YOUR TASK :: Look through the records and report how many lines include the word "below", with no other words.

SOURCE INFORMATION ::
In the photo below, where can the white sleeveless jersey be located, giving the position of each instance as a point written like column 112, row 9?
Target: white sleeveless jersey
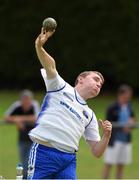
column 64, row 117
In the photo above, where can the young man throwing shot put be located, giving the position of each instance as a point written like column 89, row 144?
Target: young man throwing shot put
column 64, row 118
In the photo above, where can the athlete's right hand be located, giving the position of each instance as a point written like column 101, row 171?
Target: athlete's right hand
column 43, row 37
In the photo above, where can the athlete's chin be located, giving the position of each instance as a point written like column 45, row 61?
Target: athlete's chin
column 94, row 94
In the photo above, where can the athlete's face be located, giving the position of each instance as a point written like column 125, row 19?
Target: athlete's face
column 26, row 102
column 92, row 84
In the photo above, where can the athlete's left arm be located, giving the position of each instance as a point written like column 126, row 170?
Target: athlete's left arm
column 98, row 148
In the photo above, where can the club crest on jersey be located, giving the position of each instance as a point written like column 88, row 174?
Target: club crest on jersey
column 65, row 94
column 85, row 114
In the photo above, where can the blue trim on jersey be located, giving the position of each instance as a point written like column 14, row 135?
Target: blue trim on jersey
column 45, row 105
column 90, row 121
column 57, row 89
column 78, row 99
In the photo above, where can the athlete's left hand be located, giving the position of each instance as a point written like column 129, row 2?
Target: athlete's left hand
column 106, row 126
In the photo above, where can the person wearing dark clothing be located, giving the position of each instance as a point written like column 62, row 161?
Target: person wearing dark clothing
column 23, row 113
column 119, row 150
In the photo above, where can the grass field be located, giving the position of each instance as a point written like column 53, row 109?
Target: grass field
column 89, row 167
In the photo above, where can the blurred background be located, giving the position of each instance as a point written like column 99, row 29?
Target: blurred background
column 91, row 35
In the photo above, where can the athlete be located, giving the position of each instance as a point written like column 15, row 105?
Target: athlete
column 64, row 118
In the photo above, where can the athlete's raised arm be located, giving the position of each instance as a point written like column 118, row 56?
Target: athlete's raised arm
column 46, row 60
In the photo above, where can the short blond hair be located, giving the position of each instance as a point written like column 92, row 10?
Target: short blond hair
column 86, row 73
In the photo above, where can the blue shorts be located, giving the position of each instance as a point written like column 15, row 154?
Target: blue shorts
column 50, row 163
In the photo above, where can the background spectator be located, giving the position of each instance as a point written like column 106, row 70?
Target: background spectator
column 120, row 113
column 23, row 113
==
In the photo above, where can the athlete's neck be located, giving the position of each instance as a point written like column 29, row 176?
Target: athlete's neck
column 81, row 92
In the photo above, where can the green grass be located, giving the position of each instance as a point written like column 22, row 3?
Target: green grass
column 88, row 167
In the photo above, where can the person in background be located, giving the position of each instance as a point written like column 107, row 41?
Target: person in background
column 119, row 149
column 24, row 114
---
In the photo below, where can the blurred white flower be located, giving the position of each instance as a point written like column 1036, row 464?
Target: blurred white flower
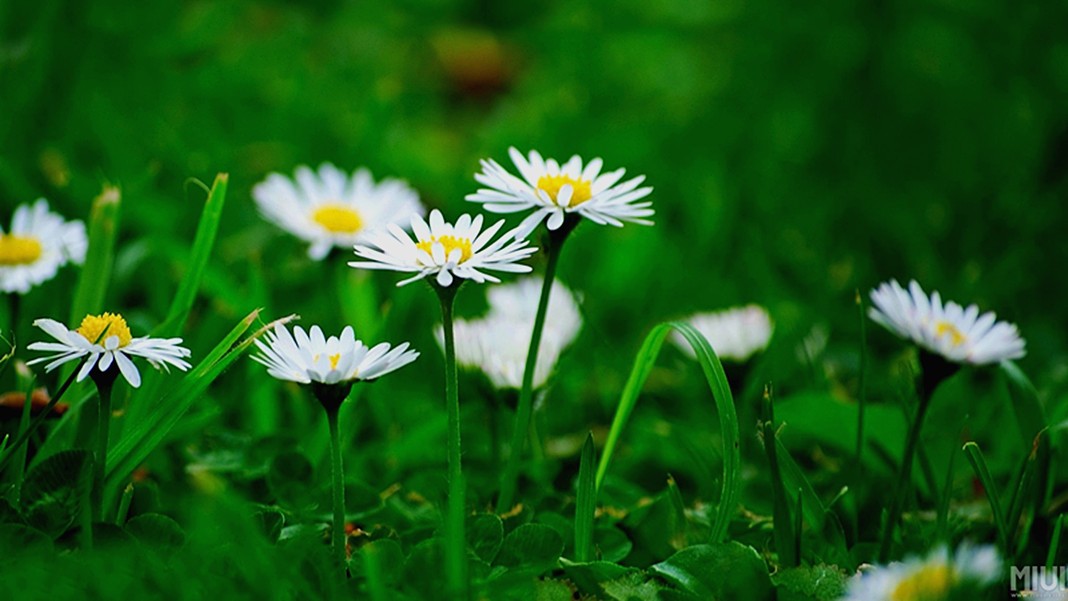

YOUR RESPONSE :: 2